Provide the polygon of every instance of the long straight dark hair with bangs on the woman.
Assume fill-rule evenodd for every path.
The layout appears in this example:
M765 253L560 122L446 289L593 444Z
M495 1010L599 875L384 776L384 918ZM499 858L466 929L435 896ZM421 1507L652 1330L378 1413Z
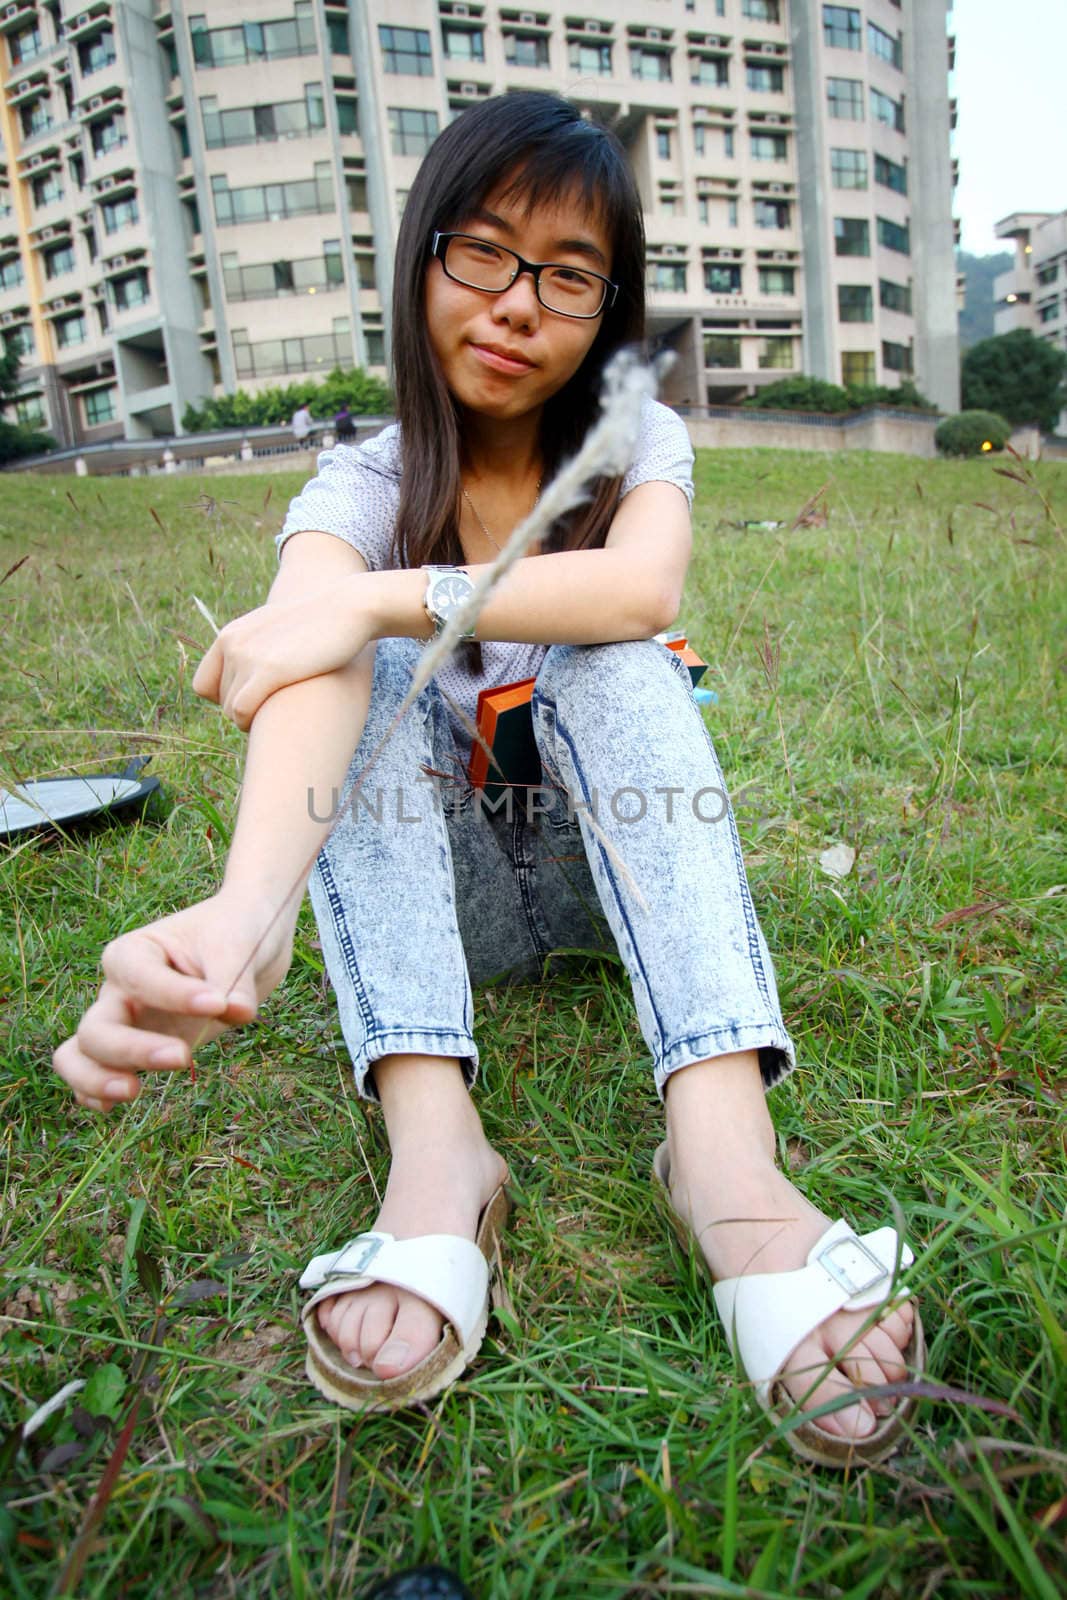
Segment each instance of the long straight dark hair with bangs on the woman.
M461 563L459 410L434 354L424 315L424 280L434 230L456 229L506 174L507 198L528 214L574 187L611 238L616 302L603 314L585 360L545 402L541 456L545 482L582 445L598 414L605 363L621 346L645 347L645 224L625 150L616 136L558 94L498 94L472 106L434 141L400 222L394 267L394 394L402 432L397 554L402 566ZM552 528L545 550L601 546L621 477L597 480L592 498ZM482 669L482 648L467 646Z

- [DESCRIPTION OF THE TASK]:
Give back every record exactly. Omit the pictures.

- [OUTPUT OF THE EXERCISE]:
Provide the polygon of every instance of the long straight dark hair with bangs on the woman.
Assume fill-rule evenodd for every path.
The layout appears in this example:
M765 253L560 122L446 289L593 444Z
M495 1010L599 875L384 776L384 918ZM499 858L466 929L435 896ZM421 1507L652 1330L378 1413Z
Segment each instance of the long straight dark hair with bangs on the woman.
M461 563L459 410L434 354L424 315L424 280L434 230L456 229L506 174L507 198L528 214L574 187L611 238L616 302L603 314L585 360L545 402L541 456L545 482L582 445L598 414L605 363L621 346L645 347L645 224L625 150L616 136L558 94L498 94L472 106L434 141L400 222L394 267L394 394L402 432L397 554L402 566ZM552 528L545 550L601 546L621 477L597 480L592 498ZM482 669L482 648L467 646Z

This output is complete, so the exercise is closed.